__Work instructions__. Count the lines in the rows below that contain the string "grass", with uppercase and lowercase treated as different. Reply with that number alone.

★ ★ ★

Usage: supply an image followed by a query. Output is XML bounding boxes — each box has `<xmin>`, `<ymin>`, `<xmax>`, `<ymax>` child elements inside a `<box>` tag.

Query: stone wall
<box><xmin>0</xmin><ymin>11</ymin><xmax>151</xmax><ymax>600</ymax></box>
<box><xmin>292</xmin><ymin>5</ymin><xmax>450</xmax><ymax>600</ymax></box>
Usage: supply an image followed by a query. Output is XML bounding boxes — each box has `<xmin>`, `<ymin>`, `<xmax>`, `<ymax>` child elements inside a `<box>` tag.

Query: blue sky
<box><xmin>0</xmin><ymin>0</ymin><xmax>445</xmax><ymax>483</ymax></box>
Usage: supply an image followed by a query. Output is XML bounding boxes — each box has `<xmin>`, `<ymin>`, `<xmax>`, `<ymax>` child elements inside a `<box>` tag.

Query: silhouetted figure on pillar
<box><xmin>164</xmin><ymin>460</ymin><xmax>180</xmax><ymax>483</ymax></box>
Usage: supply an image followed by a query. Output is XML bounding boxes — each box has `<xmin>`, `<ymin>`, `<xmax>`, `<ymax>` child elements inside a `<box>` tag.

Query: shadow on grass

★ ★ ★

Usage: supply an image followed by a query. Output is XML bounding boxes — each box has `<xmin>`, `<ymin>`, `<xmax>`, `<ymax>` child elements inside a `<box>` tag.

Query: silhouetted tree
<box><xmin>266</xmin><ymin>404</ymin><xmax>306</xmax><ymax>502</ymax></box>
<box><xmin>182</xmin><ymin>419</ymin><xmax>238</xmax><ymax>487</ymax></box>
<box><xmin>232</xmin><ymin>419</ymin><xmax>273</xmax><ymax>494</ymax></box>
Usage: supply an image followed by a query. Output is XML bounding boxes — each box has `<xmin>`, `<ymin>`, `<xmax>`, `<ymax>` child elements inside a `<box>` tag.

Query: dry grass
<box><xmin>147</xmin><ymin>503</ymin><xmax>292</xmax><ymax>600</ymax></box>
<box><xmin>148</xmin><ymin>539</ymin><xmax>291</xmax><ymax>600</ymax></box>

★ ★ ★

__Solution to this task__. 2